TASK PROMPT: In the listing below, switch "glass vase" to "flower vase" in the lines starting at the line that contains "ceiling and return the coordinates." and ending at the end of the listing. Return only those lines, with everything else unchanged.

***** TASK INPUT *****

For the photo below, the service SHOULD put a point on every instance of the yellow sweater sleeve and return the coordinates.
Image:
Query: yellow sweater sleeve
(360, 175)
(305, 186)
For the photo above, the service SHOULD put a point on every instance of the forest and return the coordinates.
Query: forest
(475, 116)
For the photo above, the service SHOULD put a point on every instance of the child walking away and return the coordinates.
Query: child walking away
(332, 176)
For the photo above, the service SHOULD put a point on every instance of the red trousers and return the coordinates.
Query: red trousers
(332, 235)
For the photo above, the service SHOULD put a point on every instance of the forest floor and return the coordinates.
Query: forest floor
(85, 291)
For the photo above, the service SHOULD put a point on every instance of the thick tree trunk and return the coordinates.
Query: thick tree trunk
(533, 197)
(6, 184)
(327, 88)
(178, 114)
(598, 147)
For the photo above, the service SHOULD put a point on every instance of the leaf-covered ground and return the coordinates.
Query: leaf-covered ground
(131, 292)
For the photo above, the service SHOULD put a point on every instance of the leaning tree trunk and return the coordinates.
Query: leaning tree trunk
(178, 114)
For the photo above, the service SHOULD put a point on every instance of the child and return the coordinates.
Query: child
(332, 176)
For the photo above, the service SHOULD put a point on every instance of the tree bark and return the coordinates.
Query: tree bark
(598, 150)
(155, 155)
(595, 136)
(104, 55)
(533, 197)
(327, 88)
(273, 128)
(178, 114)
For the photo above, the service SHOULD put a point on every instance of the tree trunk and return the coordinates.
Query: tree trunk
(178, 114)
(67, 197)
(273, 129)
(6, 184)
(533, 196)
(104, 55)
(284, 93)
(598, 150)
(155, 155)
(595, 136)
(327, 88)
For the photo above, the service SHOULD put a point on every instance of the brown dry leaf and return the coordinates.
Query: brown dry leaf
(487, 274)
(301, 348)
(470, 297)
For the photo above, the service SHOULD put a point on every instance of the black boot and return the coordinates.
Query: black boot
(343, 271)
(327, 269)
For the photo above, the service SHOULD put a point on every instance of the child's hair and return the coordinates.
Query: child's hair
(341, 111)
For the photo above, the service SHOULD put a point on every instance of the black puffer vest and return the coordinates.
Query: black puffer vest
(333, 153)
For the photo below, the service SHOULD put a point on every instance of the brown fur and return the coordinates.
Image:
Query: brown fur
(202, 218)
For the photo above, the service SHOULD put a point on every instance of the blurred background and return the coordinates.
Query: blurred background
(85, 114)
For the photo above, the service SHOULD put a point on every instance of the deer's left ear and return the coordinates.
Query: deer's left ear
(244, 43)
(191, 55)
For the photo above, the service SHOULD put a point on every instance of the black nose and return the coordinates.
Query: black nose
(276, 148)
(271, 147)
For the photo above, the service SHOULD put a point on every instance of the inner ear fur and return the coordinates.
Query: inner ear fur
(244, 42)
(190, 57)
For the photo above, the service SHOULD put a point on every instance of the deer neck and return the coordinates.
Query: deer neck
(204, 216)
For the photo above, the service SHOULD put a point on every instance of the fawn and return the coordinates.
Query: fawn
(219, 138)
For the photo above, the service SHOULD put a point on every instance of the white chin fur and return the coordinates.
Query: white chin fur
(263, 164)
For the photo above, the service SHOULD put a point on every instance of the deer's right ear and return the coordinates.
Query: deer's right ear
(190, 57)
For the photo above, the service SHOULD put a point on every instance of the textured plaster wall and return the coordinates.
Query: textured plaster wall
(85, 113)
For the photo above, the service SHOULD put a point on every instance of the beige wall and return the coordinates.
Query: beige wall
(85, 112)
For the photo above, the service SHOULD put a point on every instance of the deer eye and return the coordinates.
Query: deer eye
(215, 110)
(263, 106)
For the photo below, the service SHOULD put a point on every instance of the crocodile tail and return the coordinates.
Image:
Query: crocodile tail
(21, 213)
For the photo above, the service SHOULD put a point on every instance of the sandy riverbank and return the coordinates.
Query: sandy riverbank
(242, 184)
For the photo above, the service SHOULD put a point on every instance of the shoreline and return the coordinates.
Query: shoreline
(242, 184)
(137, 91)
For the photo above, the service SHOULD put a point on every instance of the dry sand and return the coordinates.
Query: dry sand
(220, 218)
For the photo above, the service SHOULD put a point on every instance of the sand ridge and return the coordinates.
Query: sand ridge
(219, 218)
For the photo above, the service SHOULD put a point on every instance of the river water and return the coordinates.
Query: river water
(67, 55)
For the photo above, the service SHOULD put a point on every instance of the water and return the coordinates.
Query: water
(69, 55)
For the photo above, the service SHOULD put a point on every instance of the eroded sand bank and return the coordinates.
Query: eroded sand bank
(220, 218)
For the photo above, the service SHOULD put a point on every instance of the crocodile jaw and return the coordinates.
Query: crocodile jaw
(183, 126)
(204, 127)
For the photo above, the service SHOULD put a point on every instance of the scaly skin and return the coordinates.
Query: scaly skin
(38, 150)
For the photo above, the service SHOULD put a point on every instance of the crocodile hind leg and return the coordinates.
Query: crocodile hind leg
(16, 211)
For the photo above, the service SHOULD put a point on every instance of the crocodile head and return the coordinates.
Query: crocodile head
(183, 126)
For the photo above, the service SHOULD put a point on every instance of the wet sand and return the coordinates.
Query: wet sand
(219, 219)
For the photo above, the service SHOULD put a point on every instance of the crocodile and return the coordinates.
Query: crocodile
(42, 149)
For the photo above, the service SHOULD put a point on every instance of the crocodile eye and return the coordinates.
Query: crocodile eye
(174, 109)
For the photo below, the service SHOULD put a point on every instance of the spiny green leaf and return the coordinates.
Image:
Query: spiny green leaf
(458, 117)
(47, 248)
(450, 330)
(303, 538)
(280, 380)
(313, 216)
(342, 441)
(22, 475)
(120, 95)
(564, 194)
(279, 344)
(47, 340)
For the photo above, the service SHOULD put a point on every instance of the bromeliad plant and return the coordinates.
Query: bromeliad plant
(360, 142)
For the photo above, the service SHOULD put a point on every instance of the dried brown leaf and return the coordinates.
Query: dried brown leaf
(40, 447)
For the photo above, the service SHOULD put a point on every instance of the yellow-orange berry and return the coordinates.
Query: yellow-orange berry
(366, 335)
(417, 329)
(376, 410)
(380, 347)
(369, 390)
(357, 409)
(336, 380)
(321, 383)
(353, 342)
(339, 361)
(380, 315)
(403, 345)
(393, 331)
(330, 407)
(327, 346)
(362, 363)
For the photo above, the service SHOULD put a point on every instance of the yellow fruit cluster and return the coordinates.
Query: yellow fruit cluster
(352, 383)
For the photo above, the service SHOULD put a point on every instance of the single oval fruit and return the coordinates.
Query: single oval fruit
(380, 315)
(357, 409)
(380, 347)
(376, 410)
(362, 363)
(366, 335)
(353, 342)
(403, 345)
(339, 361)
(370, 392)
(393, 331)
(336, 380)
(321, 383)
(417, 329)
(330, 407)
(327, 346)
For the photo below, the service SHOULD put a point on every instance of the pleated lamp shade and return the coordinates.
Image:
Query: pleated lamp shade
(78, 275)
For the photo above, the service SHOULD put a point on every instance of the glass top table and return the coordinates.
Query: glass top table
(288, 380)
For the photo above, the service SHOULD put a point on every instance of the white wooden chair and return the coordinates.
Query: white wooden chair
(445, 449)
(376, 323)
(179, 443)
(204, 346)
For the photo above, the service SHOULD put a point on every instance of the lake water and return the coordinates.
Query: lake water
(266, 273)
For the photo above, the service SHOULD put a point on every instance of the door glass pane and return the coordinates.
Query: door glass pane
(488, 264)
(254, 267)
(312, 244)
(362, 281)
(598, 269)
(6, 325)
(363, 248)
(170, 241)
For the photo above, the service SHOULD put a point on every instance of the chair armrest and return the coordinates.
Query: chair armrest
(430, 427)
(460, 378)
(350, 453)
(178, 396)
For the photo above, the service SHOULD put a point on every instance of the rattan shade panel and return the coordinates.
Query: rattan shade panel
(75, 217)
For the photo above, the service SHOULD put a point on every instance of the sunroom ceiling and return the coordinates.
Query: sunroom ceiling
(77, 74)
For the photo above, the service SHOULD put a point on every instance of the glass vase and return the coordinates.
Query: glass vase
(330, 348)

*****

SOLUTION:
For the photo above, the service SHOULD put a point on every instance of the sunroom ceiling and return the coordinates.
Query: sunroom ceiling
(77, 74)
For the photo above, the service SHOULD put a point on every instance of the flower vase and return the coordinates.
Query: flower vase
(330, 348)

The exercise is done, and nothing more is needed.